» TASK TO CARRY OUT: Rewrite the rows starting at the line that contains "[spot] the melted" and ending at the last line of the rows, keeping every request line as it is. In each answer, multiply both the x and the y coordinate by 1.15 and round to a whole number, rounding halves up.

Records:
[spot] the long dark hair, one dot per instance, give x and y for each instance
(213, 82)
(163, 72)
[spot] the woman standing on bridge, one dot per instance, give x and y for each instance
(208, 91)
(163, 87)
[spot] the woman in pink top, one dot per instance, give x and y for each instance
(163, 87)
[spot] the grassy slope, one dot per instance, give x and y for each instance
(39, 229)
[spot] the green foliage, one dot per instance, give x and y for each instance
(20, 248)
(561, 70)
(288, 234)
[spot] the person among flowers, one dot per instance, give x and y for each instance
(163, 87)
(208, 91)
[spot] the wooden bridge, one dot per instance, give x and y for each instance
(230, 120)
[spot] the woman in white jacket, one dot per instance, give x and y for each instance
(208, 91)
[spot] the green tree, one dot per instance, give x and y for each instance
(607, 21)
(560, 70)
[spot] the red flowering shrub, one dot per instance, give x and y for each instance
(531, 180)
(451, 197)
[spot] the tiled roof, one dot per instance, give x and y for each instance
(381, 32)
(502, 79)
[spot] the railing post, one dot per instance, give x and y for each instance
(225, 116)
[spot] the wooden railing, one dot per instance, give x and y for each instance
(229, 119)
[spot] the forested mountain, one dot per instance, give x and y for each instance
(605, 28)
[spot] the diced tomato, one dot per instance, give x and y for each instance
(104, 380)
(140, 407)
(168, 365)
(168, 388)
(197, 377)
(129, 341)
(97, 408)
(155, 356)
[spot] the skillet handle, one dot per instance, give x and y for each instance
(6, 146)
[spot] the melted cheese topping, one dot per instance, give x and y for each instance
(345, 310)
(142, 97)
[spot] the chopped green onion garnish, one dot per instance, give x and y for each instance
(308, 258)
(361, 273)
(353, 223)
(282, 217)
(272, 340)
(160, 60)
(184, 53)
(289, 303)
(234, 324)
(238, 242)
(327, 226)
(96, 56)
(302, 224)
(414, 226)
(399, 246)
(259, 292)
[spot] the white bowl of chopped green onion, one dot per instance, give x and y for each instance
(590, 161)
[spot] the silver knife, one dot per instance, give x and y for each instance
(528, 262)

» ANSWER TO THIS TASK:
[spot] the melted cheese topping, one dot per instance, give x and y for each instance
(397, 357)
(163, 112)
[spot] the chopped green onion garnish, one dot per instance, give x and y for each instance
(354, 297)
(415, 314)
(406, 256)
(324, 250)
(313, 391)
(184, 69)
(212, 61)
(332, 348)
(269, 373)
(274, 278)
(376, 260)
(110, 64)
(347, 258)
(476, 260)
(459, 283)
(298, 336)
[spot] the white bowl of chopped green onion, one dot per instance, give x and y for each instance
(679, 185)
[spot] the silver knife, one dot per instance, give x and y for each instance
(607, 301)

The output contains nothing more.